-- Record list start --

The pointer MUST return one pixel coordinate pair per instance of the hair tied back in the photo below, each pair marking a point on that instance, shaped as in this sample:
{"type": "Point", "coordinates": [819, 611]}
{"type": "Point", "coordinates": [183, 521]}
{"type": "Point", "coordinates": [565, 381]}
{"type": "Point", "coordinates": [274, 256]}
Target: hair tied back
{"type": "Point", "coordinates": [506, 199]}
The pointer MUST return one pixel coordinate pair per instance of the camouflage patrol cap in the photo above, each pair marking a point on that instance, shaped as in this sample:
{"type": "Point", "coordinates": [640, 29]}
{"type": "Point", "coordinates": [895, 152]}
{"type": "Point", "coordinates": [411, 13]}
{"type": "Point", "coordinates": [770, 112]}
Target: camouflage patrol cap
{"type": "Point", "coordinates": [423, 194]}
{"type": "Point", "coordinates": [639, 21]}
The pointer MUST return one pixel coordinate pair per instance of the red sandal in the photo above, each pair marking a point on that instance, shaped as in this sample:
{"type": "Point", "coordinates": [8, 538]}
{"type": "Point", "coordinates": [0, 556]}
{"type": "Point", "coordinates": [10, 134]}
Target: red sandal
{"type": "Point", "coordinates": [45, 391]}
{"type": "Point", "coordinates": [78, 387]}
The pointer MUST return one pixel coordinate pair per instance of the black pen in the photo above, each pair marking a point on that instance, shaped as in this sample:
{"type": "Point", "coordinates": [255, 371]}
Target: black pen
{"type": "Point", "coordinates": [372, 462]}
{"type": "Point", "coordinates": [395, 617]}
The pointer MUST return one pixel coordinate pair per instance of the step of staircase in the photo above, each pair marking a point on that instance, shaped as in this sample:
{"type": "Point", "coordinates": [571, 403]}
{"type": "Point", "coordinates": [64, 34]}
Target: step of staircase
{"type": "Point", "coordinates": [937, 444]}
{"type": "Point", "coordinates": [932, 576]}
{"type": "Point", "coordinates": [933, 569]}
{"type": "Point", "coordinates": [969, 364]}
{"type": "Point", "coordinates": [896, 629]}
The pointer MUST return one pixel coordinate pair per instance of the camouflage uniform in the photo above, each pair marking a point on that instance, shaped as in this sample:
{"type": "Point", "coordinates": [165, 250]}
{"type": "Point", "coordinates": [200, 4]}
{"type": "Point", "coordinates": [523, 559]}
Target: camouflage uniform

-- Record list end --

• [Aim of the exercise]: Transcribe the full listing above without leaving anything out.

• [Reply]:
The pointer MUST return one pixel coordinate pair per instance of the hair tied back in the photo below, each pair marking a point on that instance, shaped as in this sample:
{"type": "Point", "coordinates": [819, 611]}
{"type": "Point", "coordinates": [183, 521]}
{"type": "Point", "coordinates": [565, 381]}
{"type": "Point", "coordinates": [274, 256]}
Target: hair tied back
{"type": "Point", "coordinates": [506, 199]}
The pointer MUST return one pixel coordinate pair per instance of the camouflage patrol cap in the photo above, each pair marking a point on that instance, shaped as in this sample:
{"type": "Point", "coordinates": [640, 29]}
{"type": "Point", "coordinates": [895, 152]}
{"type": "Point", "coordinates": [411, 13]}
{"type": "Point", "coordinates": [770, 112]}
Target: camouflage patrol cap
{"type": "Point", "coordinates": [423, 194]}
{"type": "Point", "coordinates": [639, 21]}
The pointer MUST return one pixel coordinate pair per instance of the red sandal in the photo above, each pair marking a point on that instance, shaped as in this sample:
{"type": "Point", "coordinates": [8, 538]}
{"type": "Point", "coordinates": [0, 556]}
{"type": "Point", "coordinates": [10, 134]}
Target: red sandal
{"type": "Point", "coordinates": [45, 391]}
{"type": "Point", "coordinates": [78, 387]}
The pointer MUST return one pixel coordinate pair per instance of the black pen in the photo above, each pair marking a point on that instance, shaped as in this sample:
{"type": "Point", "coordinates": [255, 371]}
Target: black pen
{"type": "Point", "coordinates": [372, 462]}
{"type": "Point", "coordinates": [395, 617]}
The pointer MUST return one pixel coordinate pair per instance of the step of staircase in the photo above, each pair marking a point on that instance, shaped as in this sample:
{"type": "Point", "coordinates": [571, 403]}
{"type": "Point", "coordinates": [64, 34]}
Target: step of staircase
{"type": "Point", "coordinates": [937, 444]}
{"type": "Point", "coordinates": [932, 576]}
{"type": "Point", "coordinates": [933, 569]}
{"type": "Point", "coordinates": [969, 364]}
{"type": "Point", "coordinates": [896, 629]}
The pointer MUST return one pixel coordinate pair per instance of the camouflage uniform in the photo above, each pair marking a point on that instance, shaped as in this sample:
{"type": "Point", "coordinates": [165, 250]}
{"type": "Point", "coordinates": [200, 4]}
{"type": "Point", "coordinates": [523, 559]}
Target: camouflage uniform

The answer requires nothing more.